▶ Material for the task
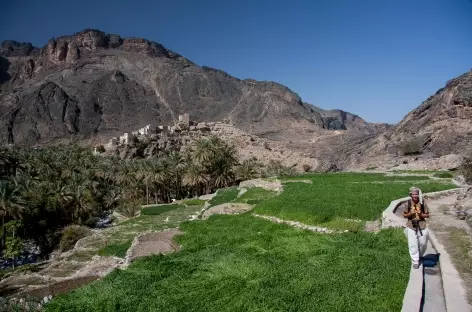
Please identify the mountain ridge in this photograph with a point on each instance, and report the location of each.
(118, 84)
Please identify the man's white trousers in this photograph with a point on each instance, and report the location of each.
(417, 243)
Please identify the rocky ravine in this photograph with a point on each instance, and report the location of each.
(440, 128)
(92, 83)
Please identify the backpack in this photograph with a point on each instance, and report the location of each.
(421, 205)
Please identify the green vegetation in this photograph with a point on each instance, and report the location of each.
(71, 234)
(242, 263)
(158, 209)
(255, 195)
(117, 250)
(47, 189)
(466, 169)
(224, 196)
(341, 195)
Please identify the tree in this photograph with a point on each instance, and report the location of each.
(11, 203)
(14, 244)
(247, 170)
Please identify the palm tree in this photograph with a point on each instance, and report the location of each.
(195, 177)
(177, 166)
(11, 203)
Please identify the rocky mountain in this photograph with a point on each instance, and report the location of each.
(337, 119)
(95, 84)
(435, 135)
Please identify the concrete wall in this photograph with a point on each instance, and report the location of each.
(454, 292)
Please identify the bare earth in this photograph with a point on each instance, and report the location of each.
(455, 235)
(153, 243)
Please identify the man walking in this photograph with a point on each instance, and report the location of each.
(416, 211)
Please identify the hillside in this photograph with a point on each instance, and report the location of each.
(437, 135)
(96, 84)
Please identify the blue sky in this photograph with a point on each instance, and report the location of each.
(375, 58)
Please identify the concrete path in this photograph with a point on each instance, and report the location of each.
(433, 293)
(439, 288)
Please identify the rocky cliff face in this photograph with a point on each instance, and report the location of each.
(437, 134)
(96, 84)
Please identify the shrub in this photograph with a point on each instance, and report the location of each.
(412, 147)
(101, 148)
(306, 167)
(71, 234)
(129, 208)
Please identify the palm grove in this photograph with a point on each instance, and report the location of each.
(45, 190)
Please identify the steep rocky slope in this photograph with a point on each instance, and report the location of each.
(97, 84)
(437, 135)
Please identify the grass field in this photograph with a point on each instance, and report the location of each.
(243, 263)
(334, 197)
(224, 196)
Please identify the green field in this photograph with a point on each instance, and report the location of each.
(334, 197)
(224, 196)
(243, 263)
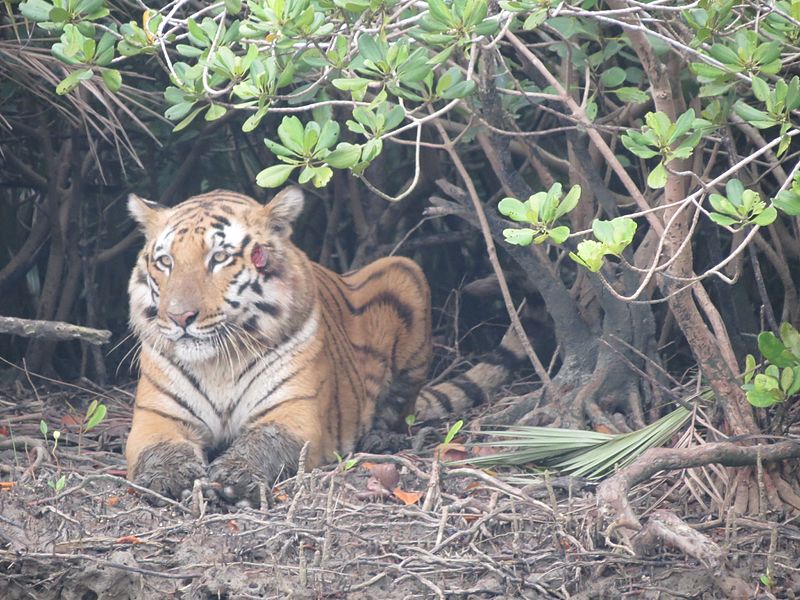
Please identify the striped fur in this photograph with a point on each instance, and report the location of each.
(249, 349)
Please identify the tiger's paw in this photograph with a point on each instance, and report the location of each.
(168, 468)
(259, 456)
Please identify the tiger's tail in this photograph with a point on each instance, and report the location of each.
(475, 386)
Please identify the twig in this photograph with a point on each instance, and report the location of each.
(53, 330)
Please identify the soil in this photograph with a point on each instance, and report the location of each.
(449, 532)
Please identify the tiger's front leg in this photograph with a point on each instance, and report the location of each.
(162, 456)
(267, 450)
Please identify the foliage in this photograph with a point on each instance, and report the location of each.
(779, 379)
(660, 140)
(588, 454)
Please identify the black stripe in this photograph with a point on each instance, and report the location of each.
(194, 383)
(403, 310)
(266, 307)
(442, 398)
(371, 352)
(163, 414)
(177, 400)
(412, 272)
(272, 390)
(471, 390)
(275, 355)
(262, 413)
(503, 357)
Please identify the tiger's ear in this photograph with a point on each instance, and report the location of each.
(284, 208)
(145, 212)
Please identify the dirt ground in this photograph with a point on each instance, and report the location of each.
(336, 532)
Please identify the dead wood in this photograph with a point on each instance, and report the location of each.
(53, 330)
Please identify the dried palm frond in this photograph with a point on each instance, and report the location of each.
(587, 454)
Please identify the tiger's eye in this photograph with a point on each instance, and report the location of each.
(219, 256)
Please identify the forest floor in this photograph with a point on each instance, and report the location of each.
(439, 532)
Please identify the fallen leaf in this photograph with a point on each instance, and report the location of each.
(407, 498)
(386, 474)
(128, 539)
(450, 452)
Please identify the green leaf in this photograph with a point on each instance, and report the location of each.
(439, 11)
(766, 217)
(254, 120)
(112, 79)
(757, 118)
(724, 54)
(233, 7)
(36, 10)
(215, 111)
(590, 254)
(760, 89)
(328, 135)
(761, 398)
(291, 133)
(723, 220)
(178, 111)
(569, 202)
(275, 175)
(322, 175)
(722, 205)
(613, 77)
(519, 237)
(657, 178)
(559, 234)
(350, 84)
(96, 417)
(516, 210)
(451, 433)
(774, 351)
(189, 118)
(345, 156)
(73, 80)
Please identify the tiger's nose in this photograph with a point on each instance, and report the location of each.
(184, 319)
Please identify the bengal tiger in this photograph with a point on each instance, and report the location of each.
(249, 349)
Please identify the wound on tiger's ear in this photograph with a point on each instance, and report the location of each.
(259, 256)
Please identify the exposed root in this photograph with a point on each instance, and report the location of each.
(612, 494)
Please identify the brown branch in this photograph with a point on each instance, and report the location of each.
(612, 494)
(53, 330)
(498, 270)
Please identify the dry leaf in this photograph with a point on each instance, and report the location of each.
(407, 498)
(450, 452)
(386, 474)
(128, 539)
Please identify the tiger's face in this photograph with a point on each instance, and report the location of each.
(218, 277)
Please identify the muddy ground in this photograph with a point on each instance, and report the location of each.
(336, 532)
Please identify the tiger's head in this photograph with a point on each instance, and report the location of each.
(218, 275)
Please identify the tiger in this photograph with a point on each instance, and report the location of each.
(249, 350)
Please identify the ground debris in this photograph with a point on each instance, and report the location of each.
(328, 534)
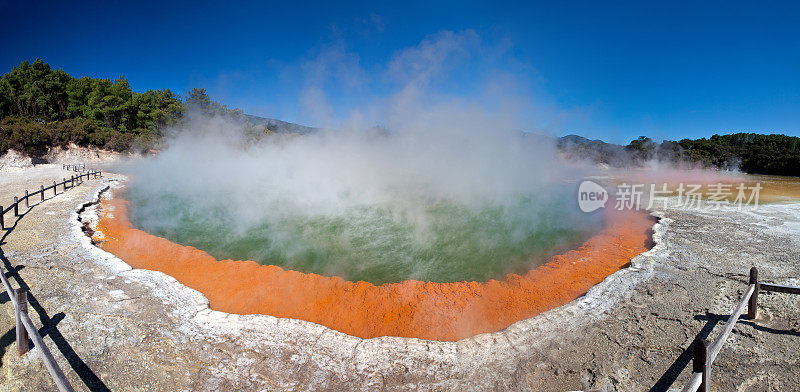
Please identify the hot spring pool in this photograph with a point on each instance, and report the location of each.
(425, 233)
(426, 241)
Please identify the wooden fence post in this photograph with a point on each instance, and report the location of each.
(699, 364)
(22, 334)
(752, 306)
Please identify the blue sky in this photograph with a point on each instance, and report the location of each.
(609, 70)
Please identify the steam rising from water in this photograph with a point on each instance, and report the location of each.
(426, 202)
(447, 189)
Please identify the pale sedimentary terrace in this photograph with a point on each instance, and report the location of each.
(126, 329)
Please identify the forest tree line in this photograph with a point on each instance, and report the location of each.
(41, 108)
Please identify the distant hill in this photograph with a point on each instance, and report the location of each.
(279, 126)
(749, 152)
(41, 108)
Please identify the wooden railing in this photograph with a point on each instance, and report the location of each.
(705, 353)
(19, 298)
(66, 184)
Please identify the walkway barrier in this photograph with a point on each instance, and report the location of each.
(705, 353)
(19, 298)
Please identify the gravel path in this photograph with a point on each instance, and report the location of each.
(113, 328)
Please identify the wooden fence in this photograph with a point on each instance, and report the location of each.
(705, 353)
(19, 298)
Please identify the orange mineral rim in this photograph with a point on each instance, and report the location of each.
(426, 310)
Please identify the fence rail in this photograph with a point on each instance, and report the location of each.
(25, 328)
(705, 353)
(67, 183)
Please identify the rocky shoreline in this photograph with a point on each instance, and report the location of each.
(142, 330)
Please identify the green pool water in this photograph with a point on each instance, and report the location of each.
(433, 241)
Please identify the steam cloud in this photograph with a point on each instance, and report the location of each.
(445, 189)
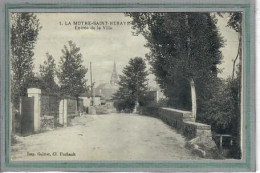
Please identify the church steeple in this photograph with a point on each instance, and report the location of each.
(114, 76)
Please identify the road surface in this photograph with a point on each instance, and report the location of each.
(105, 137)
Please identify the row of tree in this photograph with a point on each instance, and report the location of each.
(185, 48)
(71, 73)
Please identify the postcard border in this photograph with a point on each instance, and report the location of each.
(247, 90)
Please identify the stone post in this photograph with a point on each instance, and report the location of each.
(36, 94)
(63, 114)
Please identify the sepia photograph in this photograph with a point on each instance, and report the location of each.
(136, 86)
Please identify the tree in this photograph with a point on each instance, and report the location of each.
(47, 72)
(24, 31)
(184, 50)
(71, 72)
(132, 85)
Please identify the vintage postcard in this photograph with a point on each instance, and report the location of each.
(128, 87)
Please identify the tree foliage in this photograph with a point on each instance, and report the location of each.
(71, 72)
(183, 46)
(132, 85)
(24, 30)
(48, 72)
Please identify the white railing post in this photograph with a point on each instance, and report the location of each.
(36, 93)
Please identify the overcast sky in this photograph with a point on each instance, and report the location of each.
(102, 47)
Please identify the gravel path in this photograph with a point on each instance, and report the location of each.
(105, 137)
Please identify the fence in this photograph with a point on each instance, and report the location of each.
(48, 111)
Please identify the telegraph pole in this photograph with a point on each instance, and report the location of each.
(92, 109)
(91, 85)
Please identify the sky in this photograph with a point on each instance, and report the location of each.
(104, 46)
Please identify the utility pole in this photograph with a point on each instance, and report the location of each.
(92, 109)
(137, 94)
(91, 85)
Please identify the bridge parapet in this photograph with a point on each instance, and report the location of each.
(198, 134)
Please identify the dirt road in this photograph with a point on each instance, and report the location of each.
(105, 137)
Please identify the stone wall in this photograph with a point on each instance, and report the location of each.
(198, 135)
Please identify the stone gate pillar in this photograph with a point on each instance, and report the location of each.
(36, 93)
(63, 112)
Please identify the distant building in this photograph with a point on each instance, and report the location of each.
(86, 97)
(106, 90)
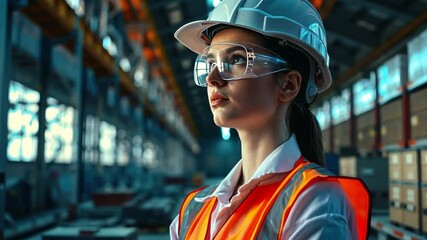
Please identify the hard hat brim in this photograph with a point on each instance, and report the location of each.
(191, 36)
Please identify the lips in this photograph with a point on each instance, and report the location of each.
(217, 99)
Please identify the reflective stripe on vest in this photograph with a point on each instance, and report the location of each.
(259, 217)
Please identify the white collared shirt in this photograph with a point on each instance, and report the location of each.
(322, 211)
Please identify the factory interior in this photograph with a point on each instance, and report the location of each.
(103, 131)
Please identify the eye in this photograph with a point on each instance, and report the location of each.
(237, 58)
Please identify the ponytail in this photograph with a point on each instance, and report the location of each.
(301, 121)
(305, 126)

▶ Exercise directions
The line containing "Please identify the reflective" and every line after it, through the end of the records, should be repeated exactly and alone.

▶ Written solution
Please identify the reflective stripe on vest in this photograph with a point on each instance, and report the location of each.
(259, 217)
Please identify the white collared shirt in this photograph with a point on each instance, and report the location of each.
(322, 211)
Please identify the factory interior in this photograph with a point on each instance, and report the location of each.
(103, 131)
Please identify the eye in this photograph with a point on each instance, and report the location of each.
(237, 58)
Please identify the ponytail in this photograph with a point on each instance, and report the location of each.
(301, 121)
(305, 126)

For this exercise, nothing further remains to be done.